■ **EXCERPTED TEXT**:
•••

This documentary is actually made by Jack Osbourne, Ozzy’s son. They tell the story of a dad who jumps to stardom with Black Sabbath, eventually gets fired by the band and only to eclipse the band’s fame with his own solo stardom. But in the midst of everything, he isn’t a good father, he gets drowned in addiction, and goes through hell and back to get to a very special and sober place. It is an amazing story, and actually I feel better for seeing all of this footage.
Too often, we know Ozzy as the slurring, mumbling and cursing madman that MTV, tabloids or reality shows have painted him as. Ozzy is a better man now and through his family’s eyes (as well as other friends) we get to understand a little more about the epic lead singer and see what he has been through. The only negative in the proceedings is that I wanted more of it. The documentary only goes for 90 minutes, but I feel as if I could have watched another half hour or forty five minutes easy.

•••

■ **WORK INSTRUCTION A**: List the outlets that, according to the documentary review, have painted Ozzy as a madman.
■ **WORK INSTRUCTION B**: Carry on the documentary review from its last sentence.
The records that follow come from a different source than the documentary review.

•••

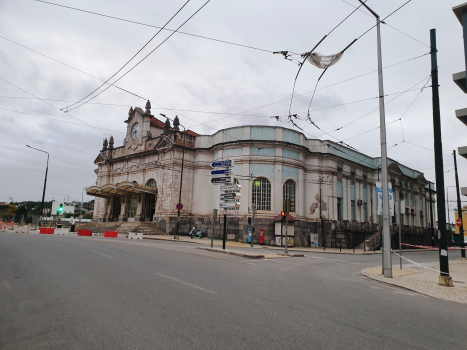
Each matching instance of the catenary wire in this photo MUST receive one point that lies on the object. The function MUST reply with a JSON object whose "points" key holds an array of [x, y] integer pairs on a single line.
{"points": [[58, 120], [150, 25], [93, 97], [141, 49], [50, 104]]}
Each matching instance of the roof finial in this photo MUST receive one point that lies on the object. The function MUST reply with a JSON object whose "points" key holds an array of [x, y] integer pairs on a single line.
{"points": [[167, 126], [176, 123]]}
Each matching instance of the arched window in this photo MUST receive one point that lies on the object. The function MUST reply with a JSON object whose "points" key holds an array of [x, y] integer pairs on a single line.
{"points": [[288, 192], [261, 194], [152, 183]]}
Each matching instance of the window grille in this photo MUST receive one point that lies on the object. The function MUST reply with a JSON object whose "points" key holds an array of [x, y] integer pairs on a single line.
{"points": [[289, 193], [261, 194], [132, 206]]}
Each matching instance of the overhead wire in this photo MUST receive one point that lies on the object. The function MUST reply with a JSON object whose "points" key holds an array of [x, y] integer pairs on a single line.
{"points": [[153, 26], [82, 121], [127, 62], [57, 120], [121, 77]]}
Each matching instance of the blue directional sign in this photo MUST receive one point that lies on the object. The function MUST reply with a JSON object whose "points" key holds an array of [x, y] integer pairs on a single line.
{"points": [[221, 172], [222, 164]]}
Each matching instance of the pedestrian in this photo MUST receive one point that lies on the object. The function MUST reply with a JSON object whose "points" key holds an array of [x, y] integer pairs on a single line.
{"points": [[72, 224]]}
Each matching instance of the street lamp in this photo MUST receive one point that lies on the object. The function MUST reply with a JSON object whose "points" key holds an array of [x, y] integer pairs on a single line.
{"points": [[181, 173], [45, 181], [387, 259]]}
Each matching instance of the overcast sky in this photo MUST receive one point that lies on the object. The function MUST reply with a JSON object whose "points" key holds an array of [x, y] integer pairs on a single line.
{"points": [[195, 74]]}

•••

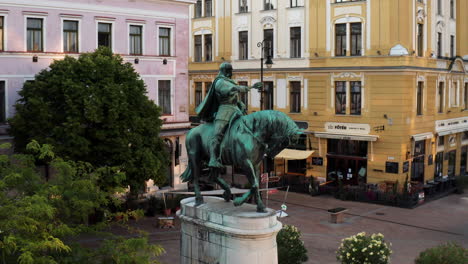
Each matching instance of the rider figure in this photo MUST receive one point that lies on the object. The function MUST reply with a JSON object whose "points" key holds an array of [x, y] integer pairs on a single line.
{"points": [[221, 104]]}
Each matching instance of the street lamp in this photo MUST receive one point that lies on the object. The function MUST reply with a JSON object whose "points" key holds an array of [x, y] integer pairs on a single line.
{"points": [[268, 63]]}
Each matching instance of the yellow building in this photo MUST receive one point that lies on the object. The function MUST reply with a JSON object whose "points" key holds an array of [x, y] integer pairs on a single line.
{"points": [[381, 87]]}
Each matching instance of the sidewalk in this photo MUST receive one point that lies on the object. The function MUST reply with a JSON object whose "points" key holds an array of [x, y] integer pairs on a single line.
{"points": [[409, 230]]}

•••

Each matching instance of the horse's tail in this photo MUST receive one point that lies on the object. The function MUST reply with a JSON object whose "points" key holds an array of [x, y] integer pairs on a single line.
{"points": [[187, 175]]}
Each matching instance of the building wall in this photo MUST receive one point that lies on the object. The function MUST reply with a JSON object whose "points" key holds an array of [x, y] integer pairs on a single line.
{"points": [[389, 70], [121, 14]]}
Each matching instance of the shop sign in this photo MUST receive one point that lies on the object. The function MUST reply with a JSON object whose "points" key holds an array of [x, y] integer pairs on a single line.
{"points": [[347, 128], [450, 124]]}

•••

■ **RESPONSE AREA A**: MTV, tabloids, reality shows

■ **RESPONSE AREA B**:
The video is in 1.78:1 widescreen presentation in 1080i resolution. I was pleasantly surprised at the video quality of this documentary. There is a lot of archival and tour footage mixed in with the usual assortment of interviews and current day stuff. Truth be told, I never felt like I was watching an old assortment of home videos but rather well preserved television footage. Good color and solid production values throughout this set.
For the audio portion, we get a 5.1 English DTS-HD track (5.1 Dolby Digital and PCM 2.0 tracks also included). Sound is of good volume but since this is mostly dialogue driven it keeps in the three main speakers. Occasionally it ventures out into the surrounds for some of the concert footage but it does not envelope the viewer like you hoped it would. If nothing else, I can actually understand Ozzy for I would say 95% of this picture, that’s an accomplishment for sure. Subtitles are included for English, Spanish, French, Italian, Portuguese Netherlands, and Dutch.
- Q&A with Ozzy and Jack 19:46: A pretty good interview with Ozzy and Jack Osbourne that talk about some candid moments that either weren’t discussed or touched lightly on in the documentary. Things such as the paintings that Ozzy works on for therapeutic reasons. Most oddball question? “Jack, Why is Your Dad Alive?” Sadly, nobody is quite sure the exact answer to that question.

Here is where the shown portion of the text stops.